The records that follow are to be repeated exactly, without any pictures.

☆ ☆ ☆ ☆ ☆ ☆ ☆

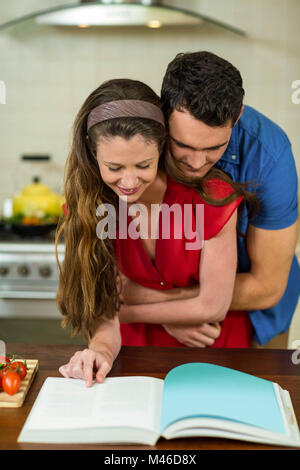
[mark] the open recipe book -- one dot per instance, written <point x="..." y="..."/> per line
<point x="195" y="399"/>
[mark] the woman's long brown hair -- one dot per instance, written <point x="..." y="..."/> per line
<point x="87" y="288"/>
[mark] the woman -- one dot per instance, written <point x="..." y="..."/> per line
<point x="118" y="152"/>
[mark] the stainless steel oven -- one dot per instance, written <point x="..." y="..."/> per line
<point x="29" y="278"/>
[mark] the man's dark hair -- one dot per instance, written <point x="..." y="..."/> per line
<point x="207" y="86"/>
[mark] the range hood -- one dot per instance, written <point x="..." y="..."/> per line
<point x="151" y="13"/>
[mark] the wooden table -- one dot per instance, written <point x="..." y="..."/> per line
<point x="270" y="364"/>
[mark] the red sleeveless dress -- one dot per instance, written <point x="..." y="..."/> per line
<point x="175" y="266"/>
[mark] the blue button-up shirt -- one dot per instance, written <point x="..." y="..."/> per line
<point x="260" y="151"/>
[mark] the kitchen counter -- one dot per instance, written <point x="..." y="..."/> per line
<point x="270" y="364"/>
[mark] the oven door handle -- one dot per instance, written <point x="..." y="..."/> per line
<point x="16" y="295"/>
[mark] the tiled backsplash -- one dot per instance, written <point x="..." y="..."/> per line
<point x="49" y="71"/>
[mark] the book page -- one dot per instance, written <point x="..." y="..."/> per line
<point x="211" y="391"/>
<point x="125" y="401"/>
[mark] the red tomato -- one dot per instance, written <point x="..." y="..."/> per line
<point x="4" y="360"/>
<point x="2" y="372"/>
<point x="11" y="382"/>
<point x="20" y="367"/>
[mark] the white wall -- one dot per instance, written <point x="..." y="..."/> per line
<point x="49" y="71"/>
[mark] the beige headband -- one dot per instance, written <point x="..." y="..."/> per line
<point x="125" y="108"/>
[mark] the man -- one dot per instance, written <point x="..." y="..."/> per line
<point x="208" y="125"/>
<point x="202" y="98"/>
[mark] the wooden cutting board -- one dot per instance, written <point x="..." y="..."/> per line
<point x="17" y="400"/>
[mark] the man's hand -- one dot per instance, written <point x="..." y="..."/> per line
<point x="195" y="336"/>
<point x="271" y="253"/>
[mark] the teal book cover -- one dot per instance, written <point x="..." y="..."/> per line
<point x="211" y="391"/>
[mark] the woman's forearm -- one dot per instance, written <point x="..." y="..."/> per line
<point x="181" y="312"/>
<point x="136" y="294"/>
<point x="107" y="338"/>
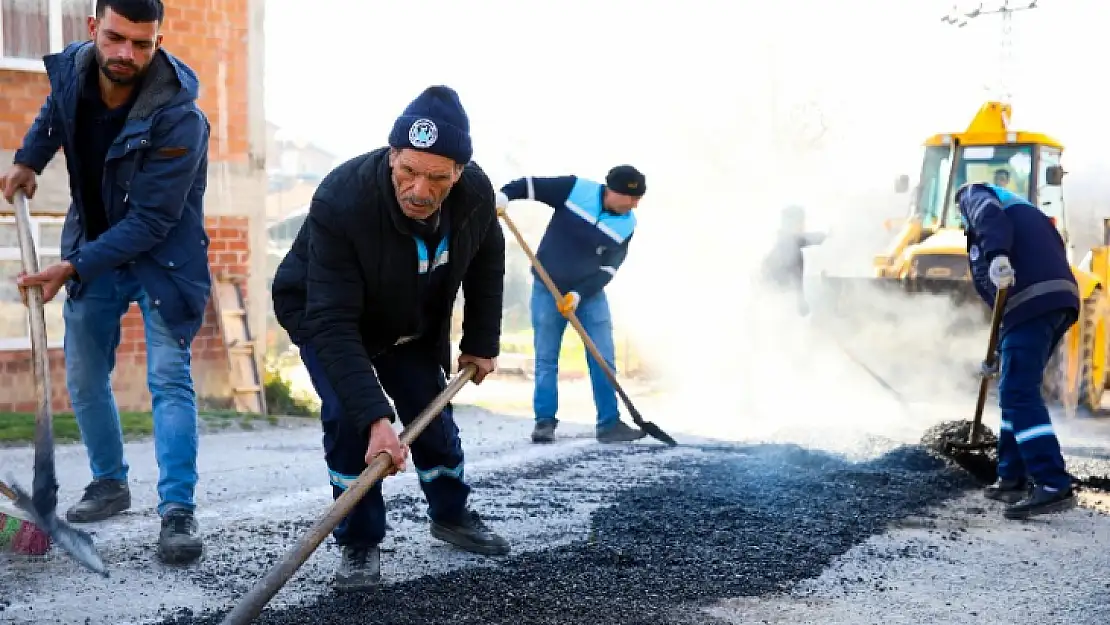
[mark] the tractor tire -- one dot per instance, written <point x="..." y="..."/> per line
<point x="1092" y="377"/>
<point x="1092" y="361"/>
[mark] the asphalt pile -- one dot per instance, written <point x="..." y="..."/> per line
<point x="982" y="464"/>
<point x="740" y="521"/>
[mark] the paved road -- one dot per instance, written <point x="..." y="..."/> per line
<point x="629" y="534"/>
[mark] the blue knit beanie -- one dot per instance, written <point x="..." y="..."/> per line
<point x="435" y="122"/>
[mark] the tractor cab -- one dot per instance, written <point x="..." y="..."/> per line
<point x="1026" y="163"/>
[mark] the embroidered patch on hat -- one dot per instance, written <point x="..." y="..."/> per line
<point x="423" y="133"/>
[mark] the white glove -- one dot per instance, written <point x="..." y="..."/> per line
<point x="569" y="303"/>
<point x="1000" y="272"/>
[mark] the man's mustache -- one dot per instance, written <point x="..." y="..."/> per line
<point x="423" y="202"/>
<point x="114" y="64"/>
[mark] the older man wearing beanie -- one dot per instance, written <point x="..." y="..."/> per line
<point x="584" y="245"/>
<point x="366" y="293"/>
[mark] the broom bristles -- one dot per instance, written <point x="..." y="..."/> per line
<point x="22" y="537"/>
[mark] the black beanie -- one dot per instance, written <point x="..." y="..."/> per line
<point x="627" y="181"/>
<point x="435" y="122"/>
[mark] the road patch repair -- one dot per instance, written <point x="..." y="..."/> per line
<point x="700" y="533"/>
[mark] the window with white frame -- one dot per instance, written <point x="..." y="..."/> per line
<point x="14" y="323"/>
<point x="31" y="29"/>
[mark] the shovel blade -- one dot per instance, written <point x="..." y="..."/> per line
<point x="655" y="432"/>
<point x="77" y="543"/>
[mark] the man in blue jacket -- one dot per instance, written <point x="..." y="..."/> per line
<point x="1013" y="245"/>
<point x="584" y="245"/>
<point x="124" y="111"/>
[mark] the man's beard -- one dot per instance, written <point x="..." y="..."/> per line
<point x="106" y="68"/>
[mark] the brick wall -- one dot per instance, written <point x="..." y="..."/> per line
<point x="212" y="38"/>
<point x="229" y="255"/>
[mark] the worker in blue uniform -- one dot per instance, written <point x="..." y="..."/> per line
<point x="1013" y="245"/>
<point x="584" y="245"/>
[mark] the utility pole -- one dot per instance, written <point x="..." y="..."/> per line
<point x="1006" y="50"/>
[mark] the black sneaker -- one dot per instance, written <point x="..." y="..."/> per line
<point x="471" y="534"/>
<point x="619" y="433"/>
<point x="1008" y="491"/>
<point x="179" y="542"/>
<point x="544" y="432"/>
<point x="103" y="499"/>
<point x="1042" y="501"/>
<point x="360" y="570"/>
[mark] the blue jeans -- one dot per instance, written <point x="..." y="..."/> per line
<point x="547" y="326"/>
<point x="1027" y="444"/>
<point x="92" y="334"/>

☆ ☆ ☆ ☆ ☆ ☆ ☆

Reply:
[mark] the open recipe book -- one dot per instance, written <point x="..." y="..."/> per line
<point x="195" y="399"/>
[mark] the woman's long brown hair -- one dot per instance, written <point x="..." y="..."/> per line
<point x="87" y="288"/>
[mark] the woman -- one dot per instance, written <point x="..." y="..."/> per line
<point x="118" y="152"/>
[mark] the stainless steel oven -- one dot per instance, written <point x="..." y="..."/> per line
<point x="29" y="278"/>
[mark] the man's dark hair -- one dot per instance, written <point x="..." y="..."/> per line
<point x="207" y="86"/>
[mark] the range hood -- one dot per instance, written <point x="..." y="..."/> per line
<point x="151" y="13"/>
[mark] the wooden table -- one dot per instance, written <point x="..." y="..."/> per line
<point x="270" y="364"/>
[mark] the red sleeveless dress -- one dot per instance, written <point x="..." y="..."/> per line
<point x="175" y="266"/>
[mark] the blue button-up shirt -- one dot per instance, written <point x="..." y="..."/> per line
<point x="260" y="151"/>
[mark] the kitchen counter -- one dot per instance, written <point x="..." y="..."/> per line
<point x="270" y="364"/>
[mark] the oven door handle -- one dot per instance, written <point x="..." y="..."/> per line
<point x="16" y="295"/>
[mark] the tiled backsplash -- one dot per instance, written <point x="..." y="..."/> per line
<point x="49" y="71"/>
[mark] the book page -- one dot per instance, written <point x="..." y="..."/> per line
<point x="211" y="391"/>
<point x="125" y="401"/>
[mark] the red tomato -- one dot per instance, written <point x="..." y="..."/> per line
<point x="4" y="360"/>
<point x="2" y="372"/>
<point x="11" y="382"/>
<point x="20" y="367"/>
[mark] the white wall -- one dot per instance, written <point x="..." y="..."/> per line
<point x="49" y="71"/>
[mark] the beige headband -- one dot per instance, written <point x="..." y="..."/> per line
<point x="125" y="108"/>
[mark] the man -- one dot per instance, written <point x="..." y="..."/> per line
<point x="208" y="125"/>
<point x="202" y="98"/>
[mark] the wooden cutting board -- one dot per instance, written <point x="..." y="..."/> per line
<point x="17" y="400"/>
[mark] the man's hand -- one dot per instance, written <point x="..." y="..."/> per line
<point x="195" y="336"/>
<point x="271" y="253"/>
[mark] the teal book cover -- one dot per instance, written <point x="..." y="..."/> per line
<point x="211" y="391"/>
[mark] the woman's forearm -- one dot per instance, written <point x="..." y="..."/> per line
<point x="181" y="312"/>
<point x="136" y="294"/>
<point x="107" y="338"/>
[mark] the tractor tire -- one dot per instance, written <point x="..." y="..."/> per line
<point x="1092" y="377"/>
<point x="1092" y="361"/>
[mark] the asphalt pile -- one dot per instance, written <point x="..." y="..."/> per line
<point x="982" y="464"/>
<point x="740" y="521"/>
[mark] the paved road -- one dot per instance, written <point x="..." y="..."/> per line
<point x="629" y="534"/>
[mark] the blue knit beanie -- one dot per instance, written <point x="..." y="..."/> per line
<point x="435" y="122"/>
[mark] the tractor cab -- one dot per instance, written <point x="..." y="..."/> per line
<point x="1026" y="163"/>
[mark] the embroidered patch on hat -- one dot per instance, written <point x="..." y="..."/> per line
<point x="423" y="133"/>
[mark] the white glove -- one dot per instance, written <point x="..." y="..."/> per line
<point x="569" y="303"/>
<point x="1000" y="272"/>
[mark] the man's mustache -- one dot per instance, written <point x="..." y="..."/> per line
<point x="423" y="202"/>
<point x="114" y="64"/>
[mark] the older man wearing beanie -- one dot per instance, written <point x="..." y="..."/> per line
<point x="584" y="245"/>
<point x="366" y="293"/>
[mark] the broom bristles -- one dot per instance, written <point x="..." y="..."/> per line
<point x="22" y="537"/>
[mark] the black beanie -- one dot per instance, written <point x="..." y="..."/> per line
<point x="627" y="181"/>
<point x="435" y="122"/>
[mark] the road patch repair -- one dot per instance, written <point x="..." y="..."/> per line
<point x="700" y="533"/>
[mark] the window with white frame -- one dot per instance, written <point x="..." y="..."/> per line
<point x="14" y="323"/>
<point x="31" y="29"/>
[mark] the shovel blade -- one dot per instance, written <point x="..." y="..."/> per line
<point x="655" y="432"/>
<point x="77" y="543"/>
[mark] the man in blue jacket -- one dot per instance, written <point x="..." y="..."/> per line
<point x="1013" y="245"/>
<point x="584" y="245"/>
<point x="124" y="111"/>
[mark] the man's beard -- one dot per instance, written <point x="..." y="..."/> per line
<point x="106" y="68"/>
[mark] the brick wall -- one dot per instance, written <point x="..." y="..."/> per line
<point x="212" y="38"/>
<point x="229" y="255"/>
[mark] the worker in blue uniform -- one dot per instance, written <point x="..." y="..."/> per line
<point x="1013" y="245"/>
<point x="584" y="245"/>
[mark] the utility pole -- one dot per instance, written <point x="..." y="..."/> per line
<point x="1006" y="50"/>
[mark] the black sneaker -- one dot per instance, written <point x="..." y="..."/> per line
<point x="471" y="534"/>
<point x="619" y="433"/>
<point x="1008" y="491"/>
<point x="179" y="542"/>
<point x="544" y="432"/>
<point x="103" y="499"/>
<point x="1042" y="501"/>
<point x="360" y="570"/>
[mark] the blue jeans -- one dot per instance, written <point x="..." y="..."/> per line
<point x="547" y="326"/>
<point x="1027" y="444"/>
<point x="92" y="334"/>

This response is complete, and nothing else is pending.